→ STATED TASK 1
Please pull out every line of the records that contains the string "logo", treating uppercase and lowercase as different.
=== DOCUMENT EXTRACT ===
Applying simulated annealing to the sequence-level distribution of small language models recovers strong Theory of Mind capabilities, particularly for false belief tasks, without any parameter updates.

Core Problem

Autoregressive models optimize local plausibility (next-token prediction) rather than global coherence, causing them to fail at Theory of Mind tasks that require maintaining consistent latent belief states.

Why it matters:

Models often contradict earlier commitments or implied states, failing to maintain a consistent 'world model'
False Belief tasks are a critical test of reasoning, and failure implies a lack of robust social intelligence or planning capability
Retraining or scaling up models is expensive; recovering capabilities from existing small models is more efficient

Concrete Example: In a False Belief task where a character (Carlos) doesn't see a valve open, a standard model might correctly state the physical event but incorrectly infer Carlos knows it, or hallucinate that the valve was already open to justify his action. The proposed method correctly infers his ignorance and subsequent actions.
===
→ STATED TASK 2
Reproduce the part of the Theory of Mind summary starting with "Core Problem" and going on through "latent belief states.", word for word.
=== PROVIDED MATERIAL ===
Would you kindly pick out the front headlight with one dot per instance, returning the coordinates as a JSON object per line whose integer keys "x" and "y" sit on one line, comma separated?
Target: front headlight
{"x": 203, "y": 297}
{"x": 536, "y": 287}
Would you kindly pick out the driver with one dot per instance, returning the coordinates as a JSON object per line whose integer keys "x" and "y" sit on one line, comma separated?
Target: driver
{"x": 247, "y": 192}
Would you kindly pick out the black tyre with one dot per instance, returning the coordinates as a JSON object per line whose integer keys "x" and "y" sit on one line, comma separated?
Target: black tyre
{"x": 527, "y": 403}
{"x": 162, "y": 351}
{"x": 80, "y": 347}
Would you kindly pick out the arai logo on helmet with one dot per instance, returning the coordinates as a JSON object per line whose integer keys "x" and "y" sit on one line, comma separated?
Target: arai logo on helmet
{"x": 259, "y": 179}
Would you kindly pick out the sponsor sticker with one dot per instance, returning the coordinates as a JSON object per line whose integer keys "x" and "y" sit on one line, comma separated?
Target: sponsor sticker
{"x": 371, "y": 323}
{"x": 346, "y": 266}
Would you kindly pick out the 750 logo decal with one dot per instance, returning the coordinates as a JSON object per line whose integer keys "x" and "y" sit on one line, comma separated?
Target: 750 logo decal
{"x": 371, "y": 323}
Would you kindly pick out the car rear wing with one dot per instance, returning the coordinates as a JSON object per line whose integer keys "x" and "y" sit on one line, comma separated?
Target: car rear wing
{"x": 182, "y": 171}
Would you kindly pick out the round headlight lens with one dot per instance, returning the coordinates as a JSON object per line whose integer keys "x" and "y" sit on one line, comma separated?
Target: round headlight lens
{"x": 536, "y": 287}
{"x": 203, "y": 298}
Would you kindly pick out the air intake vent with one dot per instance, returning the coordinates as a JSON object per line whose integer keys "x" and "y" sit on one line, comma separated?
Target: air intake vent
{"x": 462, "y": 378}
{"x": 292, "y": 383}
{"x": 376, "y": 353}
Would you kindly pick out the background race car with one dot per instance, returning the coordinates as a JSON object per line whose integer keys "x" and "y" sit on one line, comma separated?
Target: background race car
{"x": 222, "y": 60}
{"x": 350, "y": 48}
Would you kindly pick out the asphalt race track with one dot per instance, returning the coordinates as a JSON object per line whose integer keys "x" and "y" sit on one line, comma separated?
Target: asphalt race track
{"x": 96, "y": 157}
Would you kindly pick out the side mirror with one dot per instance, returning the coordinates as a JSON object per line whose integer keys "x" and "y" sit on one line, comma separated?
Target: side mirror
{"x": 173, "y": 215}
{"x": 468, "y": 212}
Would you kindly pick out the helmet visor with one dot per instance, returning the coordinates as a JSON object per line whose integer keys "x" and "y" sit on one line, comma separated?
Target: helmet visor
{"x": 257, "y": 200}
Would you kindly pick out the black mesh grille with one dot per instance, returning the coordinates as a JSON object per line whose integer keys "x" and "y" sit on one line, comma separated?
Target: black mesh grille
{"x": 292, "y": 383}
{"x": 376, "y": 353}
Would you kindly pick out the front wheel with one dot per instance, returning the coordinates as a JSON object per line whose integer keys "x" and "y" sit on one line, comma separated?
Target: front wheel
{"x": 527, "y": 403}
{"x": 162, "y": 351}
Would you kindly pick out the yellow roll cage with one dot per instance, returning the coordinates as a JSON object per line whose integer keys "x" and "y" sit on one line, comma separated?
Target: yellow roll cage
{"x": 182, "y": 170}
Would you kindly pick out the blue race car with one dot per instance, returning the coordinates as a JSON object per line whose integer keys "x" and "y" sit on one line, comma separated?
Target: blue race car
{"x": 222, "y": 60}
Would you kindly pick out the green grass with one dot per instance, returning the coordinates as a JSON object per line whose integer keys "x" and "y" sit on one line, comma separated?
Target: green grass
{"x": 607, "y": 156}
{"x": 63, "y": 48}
===
→ TASK SOLUTION 1
Would you kindly pick out the arai logo on helmet with one dot per instance, returning the coordinates as a JSON object per line whose integer keys "x" and "y" sit on one line, comma separated?
Target: arai logo on helmet
Would you kindly pick out the 750 logo decal with one dot per instance, returning the coordinates as a JSON object per line whose integer keys "x" and "y" sit on one line, comma separated?
Target: 750 logo decal

→ TASK SOLUTION 2
Core Problem

Autoregressive models optimize local plausibility (next-token prediction) rather than global coherence, causing them to fail at Theory of Mind tasks that require maintaining consistent latent belief states.